SET EXERCISE: Output every line below exactly.

(Rows from a pointing dataset)
========================================================================

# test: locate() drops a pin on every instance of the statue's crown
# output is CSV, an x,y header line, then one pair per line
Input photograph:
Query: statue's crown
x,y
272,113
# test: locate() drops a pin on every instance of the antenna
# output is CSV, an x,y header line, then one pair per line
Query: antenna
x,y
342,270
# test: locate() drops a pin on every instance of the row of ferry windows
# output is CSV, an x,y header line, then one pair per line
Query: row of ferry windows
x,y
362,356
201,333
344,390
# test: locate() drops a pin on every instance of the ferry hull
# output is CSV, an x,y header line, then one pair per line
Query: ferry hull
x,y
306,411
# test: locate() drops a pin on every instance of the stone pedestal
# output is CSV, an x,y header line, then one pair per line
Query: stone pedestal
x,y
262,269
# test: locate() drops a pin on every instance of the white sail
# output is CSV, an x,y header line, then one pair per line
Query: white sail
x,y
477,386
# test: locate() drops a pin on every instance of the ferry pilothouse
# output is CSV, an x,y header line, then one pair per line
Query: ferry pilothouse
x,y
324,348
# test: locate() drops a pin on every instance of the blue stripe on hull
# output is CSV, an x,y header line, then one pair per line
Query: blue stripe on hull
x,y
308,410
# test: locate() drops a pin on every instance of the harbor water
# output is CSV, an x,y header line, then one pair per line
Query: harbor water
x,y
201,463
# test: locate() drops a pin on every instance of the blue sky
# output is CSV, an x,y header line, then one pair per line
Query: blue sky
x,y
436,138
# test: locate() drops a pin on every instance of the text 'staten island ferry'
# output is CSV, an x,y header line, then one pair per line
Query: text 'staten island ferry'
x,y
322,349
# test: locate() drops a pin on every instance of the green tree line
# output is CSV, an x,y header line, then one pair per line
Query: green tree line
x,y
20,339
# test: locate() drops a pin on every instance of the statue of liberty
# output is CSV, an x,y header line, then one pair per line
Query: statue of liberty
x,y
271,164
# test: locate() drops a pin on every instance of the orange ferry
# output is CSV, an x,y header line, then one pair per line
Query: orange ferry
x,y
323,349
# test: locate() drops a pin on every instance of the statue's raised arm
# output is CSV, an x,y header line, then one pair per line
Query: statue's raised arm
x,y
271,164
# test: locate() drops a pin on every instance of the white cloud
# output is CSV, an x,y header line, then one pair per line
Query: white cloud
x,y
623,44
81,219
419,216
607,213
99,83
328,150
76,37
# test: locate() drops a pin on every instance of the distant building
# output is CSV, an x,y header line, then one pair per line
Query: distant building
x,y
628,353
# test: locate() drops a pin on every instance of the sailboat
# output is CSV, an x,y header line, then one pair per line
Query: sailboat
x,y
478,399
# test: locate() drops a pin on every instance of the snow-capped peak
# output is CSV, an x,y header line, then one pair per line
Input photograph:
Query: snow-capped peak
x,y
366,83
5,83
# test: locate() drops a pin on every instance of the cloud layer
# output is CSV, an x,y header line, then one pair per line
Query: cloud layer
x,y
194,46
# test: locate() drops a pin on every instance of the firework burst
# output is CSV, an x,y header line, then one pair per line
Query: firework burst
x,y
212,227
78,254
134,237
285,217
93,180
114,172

========================================================================

SOLUTION TO THIS PROBLEM:
# test: locate() drops a pin on every instance of the statue's crown
# output is CSV, an x,y header line, then one pair per line
Input photograph:
Query: statue's crown
x,y
272,113
# test: locate() drops a pin on every instance of the antenna
# output is CSV, an x,y header line, then one pair per line
Query: antenna
x,y
342,270
# test: locate() drops a pin on every instance of the row of ferry windows
# output is CSV, an x,y header line, then one pair per line
Query: row of ferry windows
x,y
362,356
201,333
344,390
# test: locate() drops a pin on every instance of the ferry hull
# output is CSV, an x,y header line, then one pair per line
Query: ferry hull
x,y
306,411
# test: locate() drops a pin on every instance of the stone pedestal
# output is CSV, an x,y header line, then one pair per line
Query: stone pedestal
x,y
262,269
# test: locate() drops a pin on every instance of the white sail
# output is CSV, an x,y header line, then one pair per line
Query: white sail
x,y
477,386
# test: locate() drops a pin on every instance of the ferry pilothouse
# output is CSV, an x,y header line, then one pair per line
Query: ferry pilothouse
x,y
324,348
# test: locate() drops a pin on every instance of the blue stripe on hull
# output is CSV, an x,y header line, then one pair per line
Query: blue stripe on hull
x,y
308,410
# test: locate() drops a pin on every instance of the harbor water
# output is CSV, an x,y header line, then one pair per line
Query: harbor water
x,y
201,463
# test: locate() drops a pin on every instance of the blue sky
# output is CSV, an x,y header line, then one pair per line
Query: blue sky
x,y
436,138
# test: locate() drops a pin on every instance of the text 'staten island ferry'
# output is CSV, an x,y header line, then one pair per line
Query: text 'staten island ferry'
x,y
322,349
# test: locate() drops a pin on every instance of the green tree line
# output is CSV, an x,y header line, then one pair per line
Query: green tree line
x,y
20,339
# test: locate() drops a pin on every instance of the statue of liberty
# output is CSV, an x,y header line, then one pair per line
Query: statue of liberty
x,y
271,164
# test: locate() drops a pin on every instance of the orange ferry
# output is CSV, an x,y header line, then one pair per line
Query: orange ferry
x,y
323,349
# test: locate() drops a pin on every instance of the statue's raised arm
# output is CSV, an x,y header line, then one pair per line
Query: statue's raised arm
x,y
271,164
# test: locate() drops a pin on every instance of the white cloud
# output is CSV, an x,y header line, then one pair per line
Query: white cloud
x,y
623,44
81,219
419,216
607,213
99,83
328,150
76,37
# test: locate() drops a pin on every instance of the distant building
# output is CSV, an x,y header line, then one pair per line
Query: distant building
x,y
628,353
# test: locate() drops a pin on every instance of the sailboat
# output is CSV, an x,y header line, then one pair per line
Query: sailboat
x,y
478,399
# test: locate() drops a pin on every instance of the snow-capped peak
# output is CSV, an x,y header line, then one pair per line
Input photograph:
Query: snow-capped peak
x,y
366,83
5,83
# test: locate() drops a pin on every instance of the cloud layer
# output is CSV, an x,y header line, then one pair per line
Query: cloud layer
x,y
194,46
# test: locate() drops a pin on every instance of the firework burst
# output is CSV, an x,y header line, then one pair per line
Query: firework burst
x,y
212,227
78,254
134,237
285,217
93,180
114,172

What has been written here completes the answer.